** start Data entries **

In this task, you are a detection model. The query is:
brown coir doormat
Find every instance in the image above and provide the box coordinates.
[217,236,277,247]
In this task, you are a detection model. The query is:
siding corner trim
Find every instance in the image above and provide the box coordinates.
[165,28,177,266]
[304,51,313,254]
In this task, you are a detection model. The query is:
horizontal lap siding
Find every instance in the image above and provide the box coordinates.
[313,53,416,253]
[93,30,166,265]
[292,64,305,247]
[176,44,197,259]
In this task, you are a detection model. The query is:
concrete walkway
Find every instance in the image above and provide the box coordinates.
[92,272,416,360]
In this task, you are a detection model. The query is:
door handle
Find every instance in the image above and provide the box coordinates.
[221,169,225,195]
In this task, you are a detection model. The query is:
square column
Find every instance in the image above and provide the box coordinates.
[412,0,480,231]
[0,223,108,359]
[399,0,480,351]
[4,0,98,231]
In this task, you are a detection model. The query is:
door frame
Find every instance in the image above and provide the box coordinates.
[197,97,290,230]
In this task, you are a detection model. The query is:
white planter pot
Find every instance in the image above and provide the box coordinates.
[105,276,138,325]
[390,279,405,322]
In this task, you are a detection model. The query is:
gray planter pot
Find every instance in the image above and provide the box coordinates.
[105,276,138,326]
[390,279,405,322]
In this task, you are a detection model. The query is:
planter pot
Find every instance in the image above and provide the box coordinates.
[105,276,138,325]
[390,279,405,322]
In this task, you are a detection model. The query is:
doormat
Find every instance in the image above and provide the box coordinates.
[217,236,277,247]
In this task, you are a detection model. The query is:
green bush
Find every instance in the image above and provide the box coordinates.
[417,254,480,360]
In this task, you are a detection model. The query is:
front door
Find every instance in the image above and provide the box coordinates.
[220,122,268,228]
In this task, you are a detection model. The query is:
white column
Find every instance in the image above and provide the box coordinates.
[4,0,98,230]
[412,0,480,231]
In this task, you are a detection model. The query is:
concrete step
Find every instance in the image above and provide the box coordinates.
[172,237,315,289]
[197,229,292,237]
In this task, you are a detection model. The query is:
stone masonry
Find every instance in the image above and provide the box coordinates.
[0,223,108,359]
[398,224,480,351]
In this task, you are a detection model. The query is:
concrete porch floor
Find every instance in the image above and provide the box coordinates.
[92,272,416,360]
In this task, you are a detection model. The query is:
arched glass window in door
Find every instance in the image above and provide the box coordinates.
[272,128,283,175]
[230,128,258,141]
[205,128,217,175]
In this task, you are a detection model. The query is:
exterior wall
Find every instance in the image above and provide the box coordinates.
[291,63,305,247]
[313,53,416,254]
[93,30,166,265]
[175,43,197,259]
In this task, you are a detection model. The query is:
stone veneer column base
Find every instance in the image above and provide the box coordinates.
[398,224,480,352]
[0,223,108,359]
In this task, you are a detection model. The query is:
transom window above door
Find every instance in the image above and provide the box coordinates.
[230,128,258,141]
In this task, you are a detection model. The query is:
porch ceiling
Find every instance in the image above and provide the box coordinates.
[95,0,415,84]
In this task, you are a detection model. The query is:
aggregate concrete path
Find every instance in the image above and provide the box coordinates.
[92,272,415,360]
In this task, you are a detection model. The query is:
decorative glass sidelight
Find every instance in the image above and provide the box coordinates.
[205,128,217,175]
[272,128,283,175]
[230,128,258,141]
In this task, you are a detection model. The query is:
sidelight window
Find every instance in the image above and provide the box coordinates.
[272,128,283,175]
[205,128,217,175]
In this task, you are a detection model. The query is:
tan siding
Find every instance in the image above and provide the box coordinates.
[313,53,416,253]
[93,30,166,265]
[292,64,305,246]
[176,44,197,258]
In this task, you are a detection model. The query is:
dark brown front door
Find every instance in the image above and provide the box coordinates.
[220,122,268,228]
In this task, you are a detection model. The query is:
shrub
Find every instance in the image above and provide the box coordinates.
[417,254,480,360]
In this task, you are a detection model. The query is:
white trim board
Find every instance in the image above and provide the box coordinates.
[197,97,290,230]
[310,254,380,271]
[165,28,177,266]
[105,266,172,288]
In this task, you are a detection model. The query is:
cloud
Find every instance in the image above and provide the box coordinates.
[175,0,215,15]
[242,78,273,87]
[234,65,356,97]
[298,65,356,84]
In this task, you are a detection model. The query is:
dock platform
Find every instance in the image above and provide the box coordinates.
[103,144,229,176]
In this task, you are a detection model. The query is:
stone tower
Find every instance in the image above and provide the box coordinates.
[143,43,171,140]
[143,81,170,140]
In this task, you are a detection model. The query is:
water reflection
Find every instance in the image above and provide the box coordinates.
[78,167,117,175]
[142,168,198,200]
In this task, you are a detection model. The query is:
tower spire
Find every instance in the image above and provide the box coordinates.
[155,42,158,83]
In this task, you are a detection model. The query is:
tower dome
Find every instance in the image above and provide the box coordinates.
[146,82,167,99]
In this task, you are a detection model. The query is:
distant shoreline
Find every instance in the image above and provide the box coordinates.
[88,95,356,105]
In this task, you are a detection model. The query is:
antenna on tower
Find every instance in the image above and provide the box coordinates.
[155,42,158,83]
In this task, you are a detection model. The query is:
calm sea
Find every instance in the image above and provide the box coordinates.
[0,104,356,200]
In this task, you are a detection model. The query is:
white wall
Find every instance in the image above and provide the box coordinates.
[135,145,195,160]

** end Data entries **
** start Data entries **

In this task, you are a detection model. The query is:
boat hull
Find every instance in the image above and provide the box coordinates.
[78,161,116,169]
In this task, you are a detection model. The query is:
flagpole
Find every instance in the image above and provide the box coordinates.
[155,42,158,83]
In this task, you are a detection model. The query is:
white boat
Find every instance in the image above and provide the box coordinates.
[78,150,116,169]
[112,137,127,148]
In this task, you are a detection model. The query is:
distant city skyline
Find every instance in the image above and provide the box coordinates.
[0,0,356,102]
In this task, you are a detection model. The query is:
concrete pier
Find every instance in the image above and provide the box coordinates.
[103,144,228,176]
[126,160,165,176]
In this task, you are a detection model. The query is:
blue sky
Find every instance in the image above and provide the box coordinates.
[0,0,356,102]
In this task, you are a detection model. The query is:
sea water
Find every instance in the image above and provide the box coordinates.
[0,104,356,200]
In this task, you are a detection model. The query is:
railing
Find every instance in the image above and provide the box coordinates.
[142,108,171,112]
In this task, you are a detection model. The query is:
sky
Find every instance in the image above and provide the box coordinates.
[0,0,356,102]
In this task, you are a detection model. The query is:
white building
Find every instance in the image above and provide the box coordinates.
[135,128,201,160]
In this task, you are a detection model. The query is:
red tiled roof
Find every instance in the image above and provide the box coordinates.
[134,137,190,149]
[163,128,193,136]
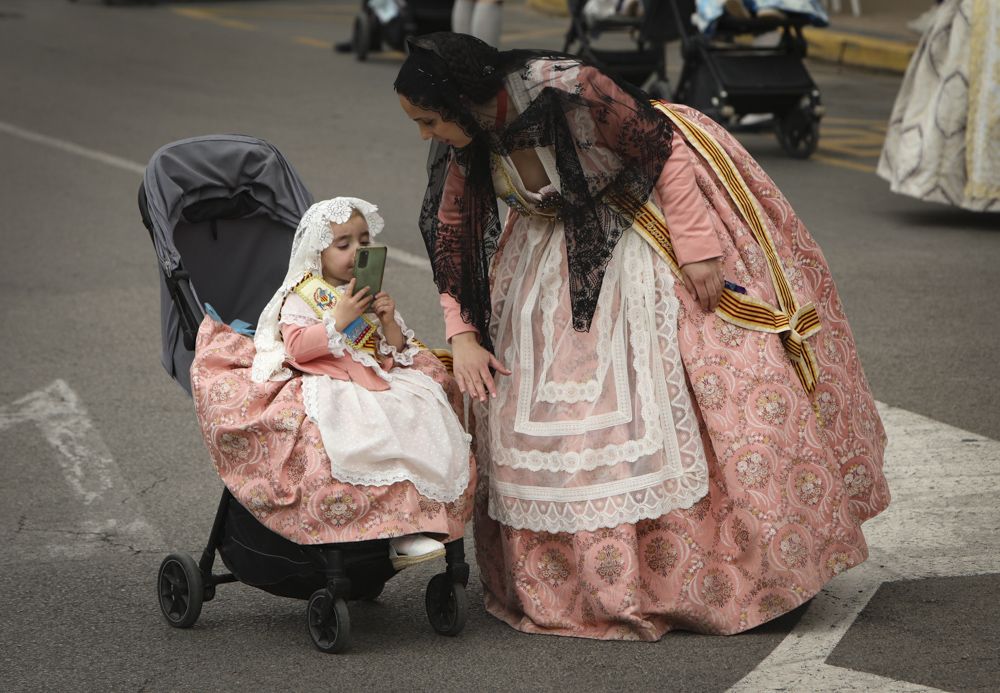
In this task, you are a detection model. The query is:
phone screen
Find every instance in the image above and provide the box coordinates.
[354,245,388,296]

** end Data entries **
** start Data entries **

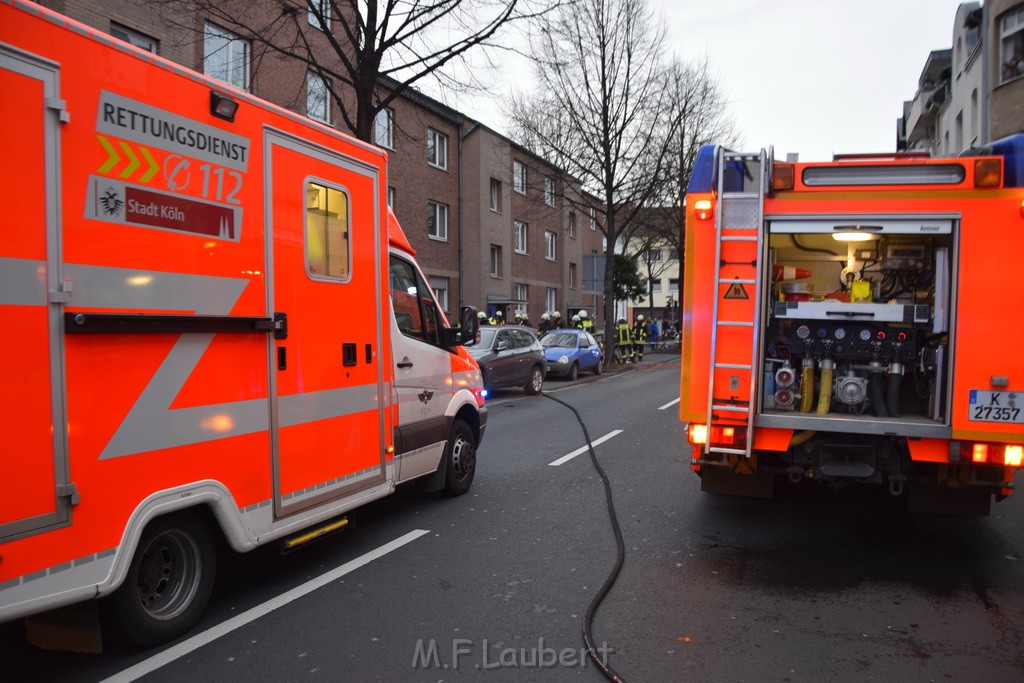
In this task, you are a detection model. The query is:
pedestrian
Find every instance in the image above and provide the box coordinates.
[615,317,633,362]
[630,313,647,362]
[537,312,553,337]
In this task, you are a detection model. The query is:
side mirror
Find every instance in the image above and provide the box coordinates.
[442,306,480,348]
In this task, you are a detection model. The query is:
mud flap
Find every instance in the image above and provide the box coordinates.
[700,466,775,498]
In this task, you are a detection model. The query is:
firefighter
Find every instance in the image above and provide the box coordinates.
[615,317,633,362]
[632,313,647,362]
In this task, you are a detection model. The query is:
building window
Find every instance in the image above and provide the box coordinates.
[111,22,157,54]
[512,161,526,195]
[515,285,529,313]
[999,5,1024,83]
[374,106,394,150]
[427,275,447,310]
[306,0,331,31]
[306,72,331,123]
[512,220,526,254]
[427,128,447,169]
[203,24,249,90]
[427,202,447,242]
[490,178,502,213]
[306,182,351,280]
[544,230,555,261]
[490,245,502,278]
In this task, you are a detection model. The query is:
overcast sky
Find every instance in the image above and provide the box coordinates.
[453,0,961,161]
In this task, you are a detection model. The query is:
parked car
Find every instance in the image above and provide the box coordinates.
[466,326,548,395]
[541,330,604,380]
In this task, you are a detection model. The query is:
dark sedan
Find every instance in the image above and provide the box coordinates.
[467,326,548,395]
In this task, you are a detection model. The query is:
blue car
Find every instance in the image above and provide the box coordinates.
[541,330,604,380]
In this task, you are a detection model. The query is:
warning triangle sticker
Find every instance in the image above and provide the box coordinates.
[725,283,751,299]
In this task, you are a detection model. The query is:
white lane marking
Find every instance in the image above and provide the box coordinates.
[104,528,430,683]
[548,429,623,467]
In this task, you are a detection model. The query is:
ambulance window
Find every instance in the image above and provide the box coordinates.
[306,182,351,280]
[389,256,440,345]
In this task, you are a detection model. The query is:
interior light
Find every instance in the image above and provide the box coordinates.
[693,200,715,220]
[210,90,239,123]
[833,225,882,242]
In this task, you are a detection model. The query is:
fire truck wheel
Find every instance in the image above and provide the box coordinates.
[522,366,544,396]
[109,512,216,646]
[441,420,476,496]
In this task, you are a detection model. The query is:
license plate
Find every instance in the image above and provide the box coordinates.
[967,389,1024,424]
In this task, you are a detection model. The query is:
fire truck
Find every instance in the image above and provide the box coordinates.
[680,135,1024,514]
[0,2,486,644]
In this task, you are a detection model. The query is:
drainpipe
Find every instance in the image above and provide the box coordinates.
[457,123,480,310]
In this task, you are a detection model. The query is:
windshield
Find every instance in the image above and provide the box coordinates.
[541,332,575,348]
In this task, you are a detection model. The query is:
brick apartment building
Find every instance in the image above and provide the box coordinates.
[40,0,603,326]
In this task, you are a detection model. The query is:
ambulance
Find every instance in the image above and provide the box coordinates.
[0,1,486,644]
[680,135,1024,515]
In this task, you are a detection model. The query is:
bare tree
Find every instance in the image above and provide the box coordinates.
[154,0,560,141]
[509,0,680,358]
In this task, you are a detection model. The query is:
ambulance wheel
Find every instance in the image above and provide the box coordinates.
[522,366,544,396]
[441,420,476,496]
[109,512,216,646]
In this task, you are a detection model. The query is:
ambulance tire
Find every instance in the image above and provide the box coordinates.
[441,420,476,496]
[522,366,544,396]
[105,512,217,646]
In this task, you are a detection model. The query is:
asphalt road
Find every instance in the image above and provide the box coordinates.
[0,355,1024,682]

** end Data entries **

Short problem – Locate each line in the listing above that contains the word "sidelight" and copy those lines out.

Written response –
decorative glass sidelight
sidelight window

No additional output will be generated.